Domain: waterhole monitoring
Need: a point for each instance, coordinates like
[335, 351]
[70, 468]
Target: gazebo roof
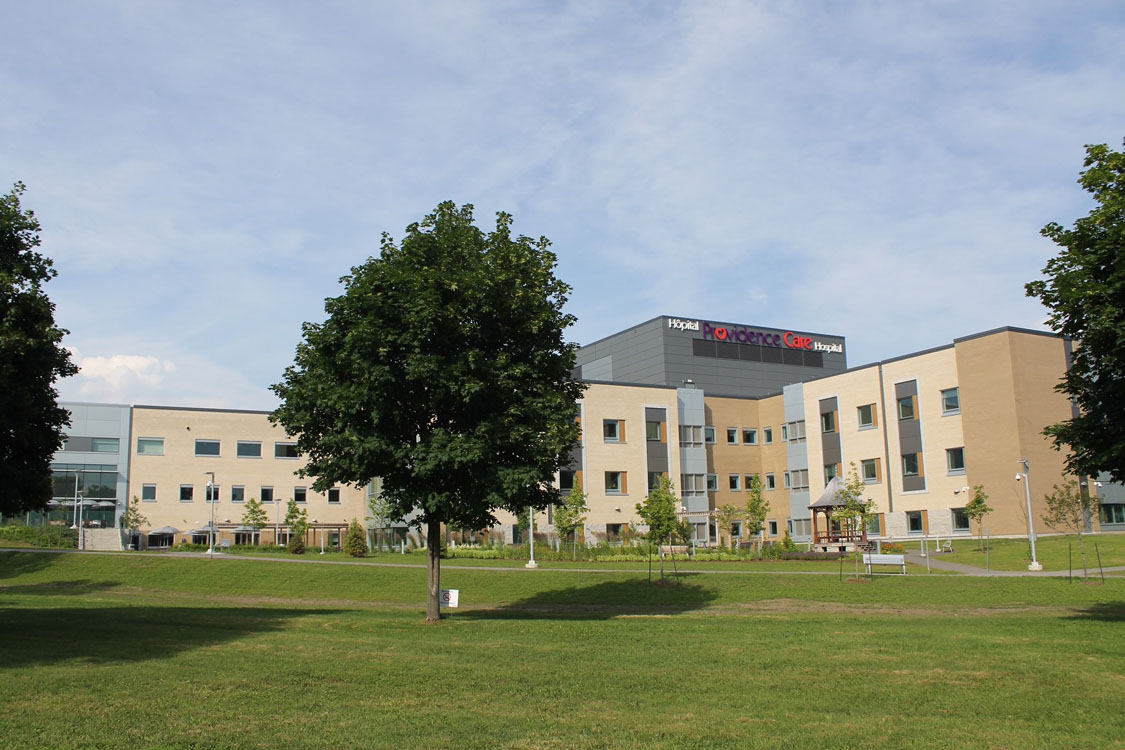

◆ ◆ ◆ ◆ ◆ ◆ ◆

__Your task__
Reproduce the records above verbatim, line for line, and omit the pictures from your copy.

__Expected output__
Domain: waterhole monitoring
Need: a point for each instance, coordinates like
[335, 351]
[70, 468]
Target: gazebo roof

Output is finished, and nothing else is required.